Source text:
Of Change, Of Love

by Jose Ma. Montelibano

We are now in Holy Week in the Philippines, an ideal time for either quiet and reflection, or vacationing.  I can still remember when it was ONLY rest and reflection, combined with certain Catholic Church rituals – an NO vacationing whatsoever. But I have seen so many changes in the last six decades and I guess there is no reason why these changes will not affect religions and attendant practices.

I know many in my generation are not happy with the changes that have overtaken our older lifestyles. The advent of technology, especially in the field of communications, has been characterized by great availability and volume of information delivered in amazing speed. Looking back, I now realize that modernity had begun earlier than my generation but its inventions came more subtly through mechanization, the birth or land and air travelequipment, and even leaps in medical intervention. Of course, the First and Second World Wars were very loud displays of how destructive warfare can be with new technology.

With superstitions fast challenged, and getting defeated, by a life that is more intimate with information so readily available and measurable, it is natural for many religious beliefs to morph into simply symbolic or allegorical, if at all. Indeed, many of these religious beliefs over which men of greater knowledge had been harshly criticized or punished by religious elders are now revealed as simply not factual. Those who once accused others of superstition have themselves been exposed as the more superstitious. How many Popes in recent history have had to apologize for the bigotry and fanaticism of previous Church leaders – leading us to a second or third look at papal infallibility itself?

A closer relationship and understanding with nature has also highlighted how our ancestors may have known much more than what was accepted then, especially with the greater acceptance of natural alternatives over their synthetic chemical counterparts. It does seem more and more logical that the environment is a divinely ordained ecology, that if one believes in God the Creator, what is natural can tell more of the nature of the Creator than religion itself. It is more acceptable today to speak of integrity as not only spiritual and moral, but also intellectual and physical. The integrity of creation, then, can be such a valuable avenue for discovering more of the plan of the Creator, or the Creator itself.

Data listing:
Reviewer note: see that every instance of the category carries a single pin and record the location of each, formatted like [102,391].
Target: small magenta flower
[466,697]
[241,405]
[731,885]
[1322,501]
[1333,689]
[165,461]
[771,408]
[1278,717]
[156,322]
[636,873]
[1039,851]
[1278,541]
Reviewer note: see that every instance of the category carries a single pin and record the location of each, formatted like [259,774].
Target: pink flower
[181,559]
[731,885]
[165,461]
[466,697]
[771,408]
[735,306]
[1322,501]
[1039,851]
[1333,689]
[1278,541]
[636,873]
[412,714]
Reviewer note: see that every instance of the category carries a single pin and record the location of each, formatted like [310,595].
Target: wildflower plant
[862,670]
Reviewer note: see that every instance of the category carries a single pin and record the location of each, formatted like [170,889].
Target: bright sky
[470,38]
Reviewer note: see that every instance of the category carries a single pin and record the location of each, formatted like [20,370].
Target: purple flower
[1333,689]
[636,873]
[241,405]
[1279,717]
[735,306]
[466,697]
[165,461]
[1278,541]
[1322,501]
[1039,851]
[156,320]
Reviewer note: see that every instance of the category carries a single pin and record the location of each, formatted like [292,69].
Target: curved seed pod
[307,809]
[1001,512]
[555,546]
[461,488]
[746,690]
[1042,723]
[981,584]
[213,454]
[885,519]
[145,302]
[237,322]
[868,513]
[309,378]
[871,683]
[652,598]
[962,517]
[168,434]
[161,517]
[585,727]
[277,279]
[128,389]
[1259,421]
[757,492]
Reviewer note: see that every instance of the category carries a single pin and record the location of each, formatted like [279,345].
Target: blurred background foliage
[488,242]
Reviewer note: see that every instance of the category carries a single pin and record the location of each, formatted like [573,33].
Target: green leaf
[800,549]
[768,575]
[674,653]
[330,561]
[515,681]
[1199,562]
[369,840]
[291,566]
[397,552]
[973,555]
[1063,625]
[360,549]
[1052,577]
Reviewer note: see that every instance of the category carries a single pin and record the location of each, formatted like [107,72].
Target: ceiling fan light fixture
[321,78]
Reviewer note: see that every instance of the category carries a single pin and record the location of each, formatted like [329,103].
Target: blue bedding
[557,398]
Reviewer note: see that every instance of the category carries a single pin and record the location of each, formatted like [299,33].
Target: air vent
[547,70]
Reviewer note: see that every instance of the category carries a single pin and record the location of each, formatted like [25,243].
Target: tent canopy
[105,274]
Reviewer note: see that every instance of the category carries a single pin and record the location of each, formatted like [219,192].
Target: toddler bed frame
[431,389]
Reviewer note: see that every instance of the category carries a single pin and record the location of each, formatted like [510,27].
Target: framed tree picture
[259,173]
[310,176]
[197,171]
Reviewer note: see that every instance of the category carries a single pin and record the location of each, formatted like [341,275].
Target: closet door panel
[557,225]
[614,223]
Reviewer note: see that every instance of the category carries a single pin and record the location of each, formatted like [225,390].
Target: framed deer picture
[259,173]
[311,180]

Assignment A:
From the essay on Holy Week and change, list every kind of integrity it names.
Assignment B:
Write the next part of the essay on Holy Week and change, picking up right after its final sentence.

Reply A:
Spiritual, moral, intellectual, physical

Reply B:
Of course, great minds had questioned everything before, and by everything I man what our religions and religious elders wanted us to believe. And I remember with what I had read or been taught before that many of these great minds who belonged to the Church or within the ambit of political influence of the Church, met stiff resistance, if not punishment, from leadership severely threatened by knowledge that would undermine their authority, or mandated beliefs.

The 20th and the current 21st century, though, has not just upset but has begun the disruption of 1,500 years of domination by the Church. Pope Francis is trying his best to roll with the punch, and teach others to do the same, to overcome the fixation to power and ritual and return to the heart of the teachings of Jesus. He is the right person at the right moment, but he will not be enough. 1,500 years is a long time, and a deep culture. Only catharsis after catharsis can and will facilitate the Church evolution towards the new wine and new wineskin.

After a bruising process in a war that pitted Catholics against Catholics over the reproduction and responsible parenthood issue, the war over divorce looms darkly in the horizon. It had to come, these wars, I mean, because Filipinos cannot be insulated from global dynamics, not only because Filipinos are what they are, but also because Filipinos are everywhere on this planet. And guess what? Birth control and divorce are old, settled issues in all countries. It is a testimony to either the faith of Filipino Catholics or the solid conditioning by the Church of the Filipino mind over centuries that birth control and divorce did not come decades earlier.

The reality and power of change is not really concerned about right and wrong, it is just about change, about the inevitability of evolution. If change has not been kind to the old way of Church beliefs and governance, it is not the fault of change but the fault of those who do not understand the nature of change. Change is constant, but change can be guided, change can be molded.  With wisdom, with sensitivity, change can be coaxed towards its natural process yet accommodate what the human being longs for.

Unfortunately, change has often been resisted by those who enjoy the status and perks of power, by politicians, by the Church hierarchy. Resistance may slow down things, but never succeeds in the end. Resistance is especially inutile when the ripeness of change arrives because it will happen no matter the cost to society.

Yet, the life and story of Jesus Christ is solid gold. It has the smell of eternity, especially because it is anchored on love. It is precisely when the opposite of love becomes the front face, such as power and control, when change is invited and has to happen. If the reality of love is greater than all other values or concern, then that which constricts the flow of love must contend with the source of love. It may be that in the Catholic sense, that is God, that is Jesus. It may be, in the Catholic sense, God is change and Jesus is the way.

Truly, Holy Week provokes so many thoughts. I wish, though, I pray, that most of all, Holy Week will provoke a deeper understanding in all mankind, about change, about love.